**What the exercise asks**
Locate every line in the material below that contains the word "windshield" and copy each of those lines in full. Case counts.

**Rows**
★ ★ ★ ★

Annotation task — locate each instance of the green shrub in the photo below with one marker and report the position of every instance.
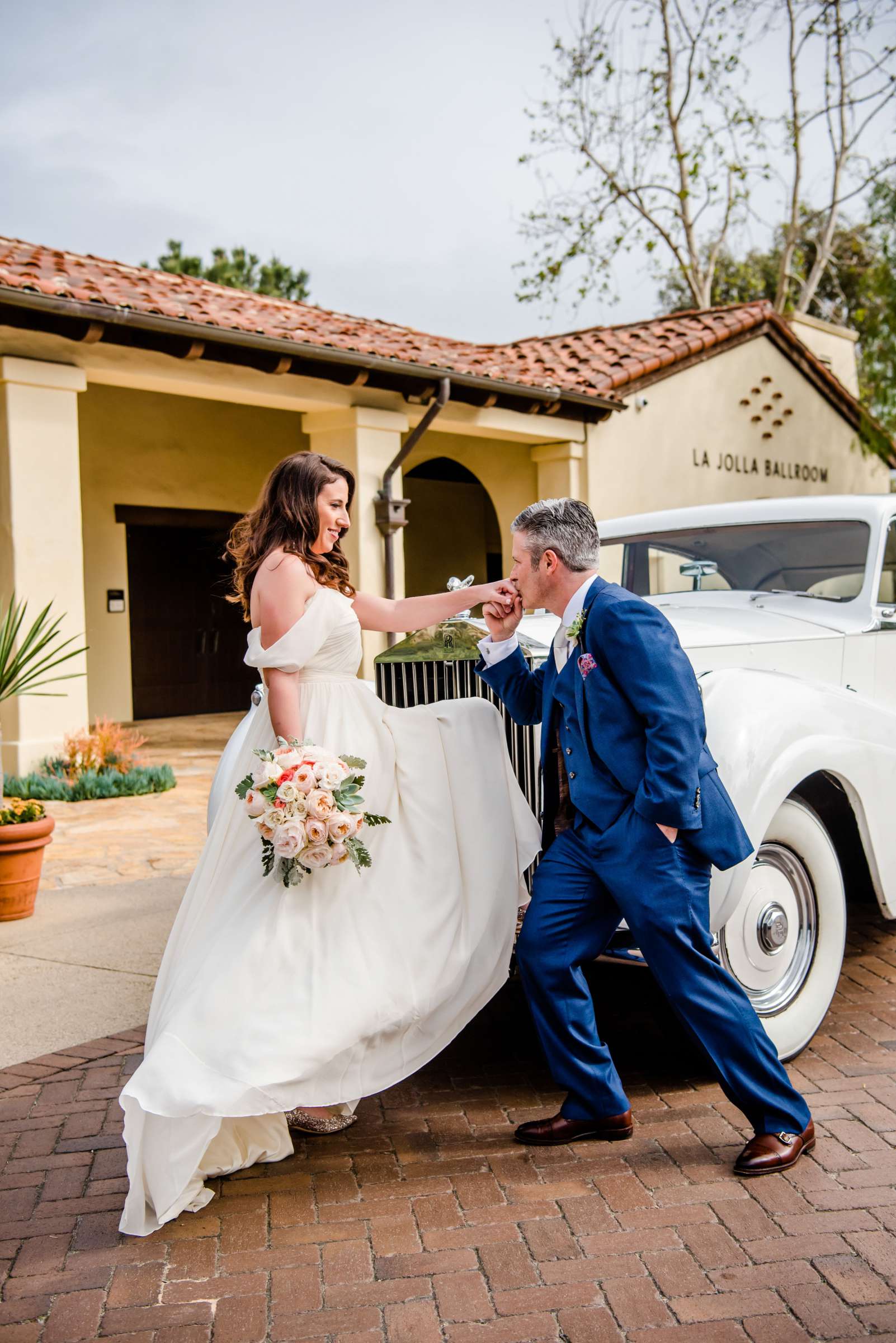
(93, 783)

★ ★ ★ ★

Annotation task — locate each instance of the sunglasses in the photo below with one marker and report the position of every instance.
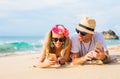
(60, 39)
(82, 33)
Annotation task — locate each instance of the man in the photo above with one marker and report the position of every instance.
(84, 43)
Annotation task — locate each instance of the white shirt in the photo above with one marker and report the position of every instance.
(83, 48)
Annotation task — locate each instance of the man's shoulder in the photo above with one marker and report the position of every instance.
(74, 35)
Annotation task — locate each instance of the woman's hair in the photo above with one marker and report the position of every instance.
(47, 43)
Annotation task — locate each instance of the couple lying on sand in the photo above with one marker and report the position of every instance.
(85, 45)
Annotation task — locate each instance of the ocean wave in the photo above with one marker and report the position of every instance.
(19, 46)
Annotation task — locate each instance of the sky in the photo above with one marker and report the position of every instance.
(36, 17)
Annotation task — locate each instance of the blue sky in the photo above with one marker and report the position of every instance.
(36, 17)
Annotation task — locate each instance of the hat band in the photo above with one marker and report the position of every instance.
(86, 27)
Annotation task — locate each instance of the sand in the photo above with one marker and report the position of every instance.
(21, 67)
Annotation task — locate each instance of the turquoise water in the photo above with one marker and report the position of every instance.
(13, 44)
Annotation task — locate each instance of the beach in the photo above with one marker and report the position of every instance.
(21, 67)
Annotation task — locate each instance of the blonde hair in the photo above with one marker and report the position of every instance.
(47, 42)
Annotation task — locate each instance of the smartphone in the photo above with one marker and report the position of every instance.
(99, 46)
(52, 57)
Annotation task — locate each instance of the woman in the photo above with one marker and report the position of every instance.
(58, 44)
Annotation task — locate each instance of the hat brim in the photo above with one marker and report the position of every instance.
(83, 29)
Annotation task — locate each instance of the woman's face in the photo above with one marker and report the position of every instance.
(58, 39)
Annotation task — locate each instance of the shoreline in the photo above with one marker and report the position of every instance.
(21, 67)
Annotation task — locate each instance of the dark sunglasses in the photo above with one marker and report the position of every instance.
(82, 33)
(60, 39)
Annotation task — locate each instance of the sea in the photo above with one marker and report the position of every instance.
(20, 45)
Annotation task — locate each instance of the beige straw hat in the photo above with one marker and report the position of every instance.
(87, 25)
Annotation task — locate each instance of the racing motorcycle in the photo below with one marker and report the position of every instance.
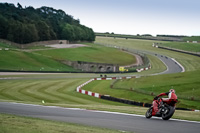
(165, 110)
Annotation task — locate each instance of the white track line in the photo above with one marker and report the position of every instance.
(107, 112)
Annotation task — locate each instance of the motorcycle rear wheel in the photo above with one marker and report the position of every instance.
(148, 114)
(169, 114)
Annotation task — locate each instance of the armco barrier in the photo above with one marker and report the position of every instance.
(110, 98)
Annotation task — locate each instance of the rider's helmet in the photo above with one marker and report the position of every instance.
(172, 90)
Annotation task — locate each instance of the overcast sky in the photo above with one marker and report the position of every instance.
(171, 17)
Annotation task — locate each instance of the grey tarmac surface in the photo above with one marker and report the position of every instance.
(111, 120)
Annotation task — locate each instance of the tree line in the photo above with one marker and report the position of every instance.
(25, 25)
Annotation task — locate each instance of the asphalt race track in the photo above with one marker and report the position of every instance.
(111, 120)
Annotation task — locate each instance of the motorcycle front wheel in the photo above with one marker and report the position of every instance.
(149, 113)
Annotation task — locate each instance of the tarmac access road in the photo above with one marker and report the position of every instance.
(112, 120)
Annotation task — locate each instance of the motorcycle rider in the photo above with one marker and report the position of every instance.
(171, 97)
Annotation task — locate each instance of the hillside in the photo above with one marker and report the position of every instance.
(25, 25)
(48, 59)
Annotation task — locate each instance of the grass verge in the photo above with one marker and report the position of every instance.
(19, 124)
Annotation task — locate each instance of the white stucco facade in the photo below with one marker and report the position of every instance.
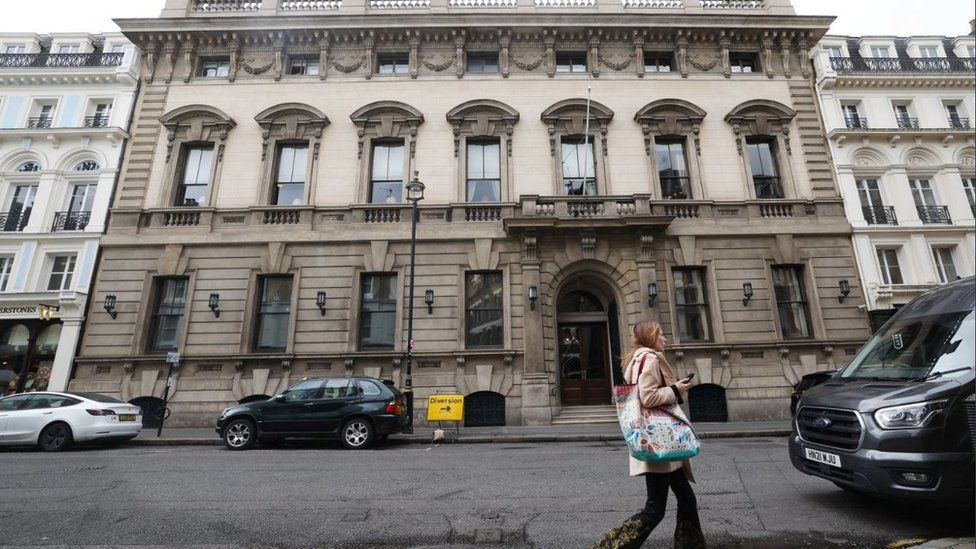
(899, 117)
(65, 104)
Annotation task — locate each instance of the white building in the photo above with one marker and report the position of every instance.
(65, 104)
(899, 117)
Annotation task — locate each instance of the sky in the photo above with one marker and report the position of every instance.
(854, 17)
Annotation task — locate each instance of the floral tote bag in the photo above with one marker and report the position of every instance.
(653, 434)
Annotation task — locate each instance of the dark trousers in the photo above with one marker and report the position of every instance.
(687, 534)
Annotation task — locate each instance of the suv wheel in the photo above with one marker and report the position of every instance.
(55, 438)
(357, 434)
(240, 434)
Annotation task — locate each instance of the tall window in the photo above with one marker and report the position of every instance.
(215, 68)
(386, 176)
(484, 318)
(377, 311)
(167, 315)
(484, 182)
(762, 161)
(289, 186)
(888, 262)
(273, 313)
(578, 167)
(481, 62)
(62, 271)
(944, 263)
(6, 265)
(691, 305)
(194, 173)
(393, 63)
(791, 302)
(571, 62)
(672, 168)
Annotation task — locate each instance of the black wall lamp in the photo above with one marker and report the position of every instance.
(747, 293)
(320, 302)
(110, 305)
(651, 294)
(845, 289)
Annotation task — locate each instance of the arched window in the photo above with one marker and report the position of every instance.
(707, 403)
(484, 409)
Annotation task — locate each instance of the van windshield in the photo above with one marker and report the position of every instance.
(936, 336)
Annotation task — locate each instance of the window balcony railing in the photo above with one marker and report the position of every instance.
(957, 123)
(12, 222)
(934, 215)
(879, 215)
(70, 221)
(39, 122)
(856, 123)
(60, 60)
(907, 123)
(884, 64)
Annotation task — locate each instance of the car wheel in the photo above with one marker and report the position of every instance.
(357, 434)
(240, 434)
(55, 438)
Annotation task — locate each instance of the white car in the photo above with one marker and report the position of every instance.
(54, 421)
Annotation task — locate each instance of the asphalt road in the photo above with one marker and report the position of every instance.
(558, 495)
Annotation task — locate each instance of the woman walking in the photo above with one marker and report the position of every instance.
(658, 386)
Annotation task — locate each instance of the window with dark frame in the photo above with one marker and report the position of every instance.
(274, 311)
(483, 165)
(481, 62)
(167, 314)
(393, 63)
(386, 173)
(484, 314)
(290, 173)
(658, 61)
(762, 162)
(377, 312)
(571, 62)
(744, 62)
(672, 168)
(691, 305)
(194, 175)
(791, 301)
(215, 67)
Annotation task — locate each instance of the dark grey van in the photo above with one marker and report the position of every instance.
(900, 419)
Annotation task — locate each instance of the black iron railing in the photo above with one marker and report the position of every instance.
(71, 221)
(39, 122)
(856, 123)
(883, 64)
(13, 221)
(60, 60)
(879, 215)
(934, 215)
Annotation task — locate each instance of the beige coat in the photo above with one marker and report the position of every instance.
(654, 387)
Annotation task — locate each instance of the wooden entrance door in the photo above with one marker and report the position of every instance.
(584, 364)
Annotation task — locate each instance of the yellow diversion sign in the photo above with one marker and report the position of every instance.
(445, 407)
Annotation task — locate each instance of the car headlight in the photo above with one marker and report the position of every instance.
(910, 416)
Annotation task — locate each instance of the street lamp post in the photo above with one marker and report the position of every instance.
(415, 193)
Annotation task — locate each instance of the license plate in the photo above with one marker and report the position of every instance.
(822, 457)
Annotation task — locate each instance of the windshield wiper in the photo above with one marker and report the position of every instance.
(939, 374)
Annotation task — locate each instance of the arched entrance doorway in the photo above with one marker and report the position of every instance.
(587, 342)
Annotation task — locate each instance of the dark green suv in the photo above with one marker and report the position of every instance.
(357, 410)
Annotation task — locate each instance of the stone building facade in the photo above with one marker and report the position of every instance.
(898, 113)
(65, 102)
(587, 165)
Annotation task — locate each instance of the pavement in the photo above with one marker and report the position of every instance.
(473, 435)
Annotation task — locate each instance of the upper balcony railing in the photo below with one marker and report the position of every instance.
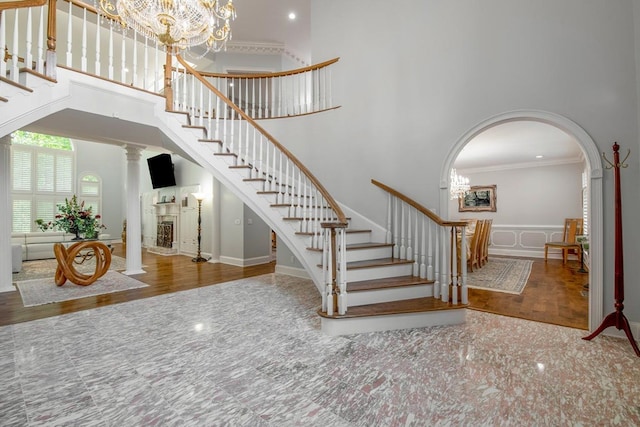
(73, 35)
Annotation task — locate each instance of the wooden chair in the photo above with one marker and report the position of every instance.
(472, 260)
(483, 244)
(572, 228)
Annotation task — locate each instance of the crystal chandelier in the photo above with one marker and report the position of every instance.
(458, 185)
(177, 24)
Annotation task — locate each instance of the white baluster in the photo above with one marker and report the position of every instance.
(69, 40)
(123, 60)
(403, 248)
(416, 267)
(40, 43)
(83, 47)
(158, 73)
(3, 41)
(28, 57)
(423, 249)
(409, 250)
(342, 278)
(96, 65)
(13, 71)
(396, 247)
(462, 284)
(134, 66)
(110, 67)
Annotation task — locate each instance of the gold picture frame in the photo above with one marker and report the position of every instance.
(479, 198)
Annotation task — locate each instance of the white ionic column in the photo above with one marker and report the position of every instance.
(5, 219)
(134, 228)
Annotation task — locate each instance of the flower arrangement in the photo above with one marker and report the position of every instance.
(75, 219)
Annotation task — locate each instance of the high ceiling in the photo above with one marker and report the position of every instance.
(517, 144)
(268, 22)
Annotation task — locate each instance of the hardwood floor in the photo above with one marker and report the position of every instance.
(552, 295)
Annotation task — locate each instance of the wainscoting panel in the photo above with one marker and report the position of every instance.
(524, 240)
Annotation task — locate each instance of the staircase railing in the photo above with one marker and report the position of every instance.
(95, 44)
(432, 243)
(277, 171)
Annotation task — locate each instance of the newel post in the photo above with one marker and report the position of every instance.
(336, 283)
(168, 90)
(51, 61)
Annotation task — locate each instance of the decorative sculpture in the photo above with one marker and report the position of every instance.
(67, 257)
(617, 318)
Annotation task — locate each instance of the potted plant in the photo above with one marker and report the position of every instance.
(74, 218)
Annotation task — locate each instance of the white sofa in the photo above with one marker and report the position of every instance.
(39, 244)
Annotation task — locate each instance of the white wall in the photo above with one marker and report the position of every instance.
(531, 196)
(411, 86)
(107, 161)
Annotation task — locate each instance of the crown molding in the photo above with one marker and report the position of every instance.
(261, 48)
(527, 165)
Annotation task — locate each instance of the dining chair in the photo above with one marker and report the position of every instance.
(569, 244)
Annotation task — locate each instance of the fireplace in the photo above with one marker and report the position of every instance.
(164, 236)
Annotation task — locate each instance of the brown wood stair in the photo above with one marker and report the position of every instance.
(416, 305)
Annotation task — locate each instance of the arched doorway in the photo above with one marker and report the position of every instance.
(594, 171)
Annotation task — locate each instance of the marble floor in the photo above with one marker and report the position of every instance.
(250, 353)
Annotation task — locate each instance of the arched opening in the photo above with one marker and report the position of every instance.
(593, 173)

★ ★ ★ ★

**Right answer**
Annotation task — locate each instance of the van windshield in the photo above with one marker and report the position of every instance.
Annotation task — locate each instance of the windshield wiper in the photo above with one marker and report the position of every instance.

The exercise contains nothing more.